📄Neil Rogers 2016 Radio Hall of Fame Induction

by Michael Allen Smith - December 21, 2016

In 2016 Neil Rogers was inducted into the National Radio Hall of Fame. The acceptance speech was delivered by his long time producer Jorge Rodriguez.

Thank you thank you Scott Shannon. Neil used to say never trust anybody with two first names. OK, boy it's tough tough crowd. Don't worry I'm not going to talk for a long time so don't freak out. I'm not going to read Neil's Wikipedia entry you can and the literature that you have there is all pretty accurate for the most part. Not everything but nevertheless.
I just want to say that you know Neil would have been 74 the 5th of this month and on the 4th which was a Friday I do my internet humble little internet radio show what you can hear on sofloradio.com. And around his birthday we like to celebrate and wax nostalgic about the good old days and on this particular show I was joined by Joe Castello, my backup producer, who produced Neil's show if I was not available and produced my show if I sat in for Neil under the Beasley regime at WQAM. We were also joined by Brit Somers formerly known as Boca Brian soundsmith extraordinaire — who assembled the audio clip that we're about to hear — and as we're listening to it and it was very poignant nostalgic for us we agreed that many of the people in the room probably wouldn't get it because not something Neil…the Neil show is not something that you can get in three or four minutes.

* SUPPLIED DATA
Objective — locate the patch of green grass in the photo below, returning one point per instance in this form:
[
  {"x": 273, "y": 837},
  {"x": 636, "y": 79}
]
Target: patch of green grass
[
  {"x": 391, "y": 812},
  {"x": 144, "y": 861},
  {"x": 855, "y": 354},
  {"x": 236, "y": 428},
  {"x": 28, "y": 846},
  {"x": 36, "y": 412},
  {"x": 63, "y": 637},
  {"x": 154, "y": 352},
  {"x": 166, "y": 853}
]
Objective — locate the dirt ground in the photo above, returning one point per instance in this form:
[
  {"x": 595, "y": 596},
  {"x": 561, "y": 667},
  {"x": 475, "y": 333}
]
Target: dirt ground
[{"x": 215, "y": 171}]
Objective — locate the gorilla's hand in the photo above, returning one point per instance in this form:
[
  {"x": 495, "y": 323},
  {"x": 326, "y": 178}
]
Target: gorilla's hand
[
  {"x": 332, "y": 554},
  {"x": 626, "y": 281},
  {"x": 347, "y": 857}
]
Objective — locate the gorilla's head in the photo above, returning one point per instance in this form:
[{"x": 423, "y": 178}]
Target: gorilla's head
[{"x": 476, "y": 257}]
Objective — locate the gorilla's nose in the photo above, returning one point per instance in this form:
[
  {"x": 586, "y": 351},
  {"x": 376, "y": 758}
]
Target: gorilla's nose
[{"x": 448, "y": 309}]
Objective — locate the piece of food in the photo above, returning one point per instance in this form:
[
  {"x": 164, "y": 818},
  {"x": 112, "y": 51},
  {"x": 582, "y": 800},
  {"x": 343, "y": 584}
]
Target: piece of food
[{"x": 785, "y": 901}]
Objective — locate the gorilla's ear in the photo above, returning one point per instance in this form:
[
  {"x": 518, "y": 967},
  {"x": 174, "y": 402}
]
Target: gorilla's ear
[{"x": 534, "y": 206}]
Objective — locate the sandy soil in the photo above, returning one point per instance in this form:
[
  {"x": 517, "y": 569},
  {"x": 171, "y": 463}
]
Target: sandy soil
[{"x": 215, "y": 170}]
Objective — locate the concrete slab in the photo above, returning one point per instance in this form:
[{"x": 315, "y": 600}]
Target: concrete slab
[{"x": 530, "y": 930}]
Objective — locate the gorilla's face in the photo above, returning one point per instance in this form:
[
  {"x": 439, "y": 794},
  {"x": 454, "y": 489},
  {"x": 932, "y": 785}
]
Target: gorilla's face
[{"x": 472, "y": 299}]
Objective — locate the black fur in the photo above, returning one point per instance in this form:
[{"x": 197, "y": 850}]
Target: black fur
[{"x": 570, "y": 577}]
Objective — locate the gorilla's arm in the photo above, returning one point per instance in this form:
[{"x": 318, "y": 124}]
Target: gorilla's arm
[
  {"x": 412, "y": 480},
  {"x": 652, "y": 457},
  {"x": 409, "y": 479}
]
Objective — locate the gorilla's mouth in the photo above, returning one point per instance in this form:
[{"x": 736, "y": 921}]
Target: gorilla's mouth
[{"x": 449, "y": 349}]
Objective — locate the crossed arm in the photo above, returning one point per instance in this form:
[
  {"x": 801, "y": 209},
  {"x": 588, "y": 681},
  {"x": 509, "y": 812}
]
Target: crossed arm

* WHAT IS EXPECTED
Give the induction speech again starting at "I just want" and ending at "or four minutes.", switching "backup producer" to "fill-in producer". The data is separate material from the induction speech.

* FULL SOLUTION
I just want to say that you know Neil would have been 74 the 5th of this month and on the 4th which was a Friday I do my internet humble little internet radio show what you can hear on sofloradio.com. And around his birthday we like to celebrate and wax nostalgic about the good old days and on this particular show I was joined by Joe Castello, my fill-in producer, who produced Neil's show if I was not available and produced my show if I sat in for Neil under the Beasley regime at WQAM. We were also joined by Brit Somers formerly known as Boca Brian soundsmith extraordinaire — who assembled the audio clip that we're about to hear — and as we're listening to it and it was very poignant nostalgic for us we agreed that many of the people in the room probably wouldn't get it because not something Neil…the Neil show is not something that you can get in three or four minutes.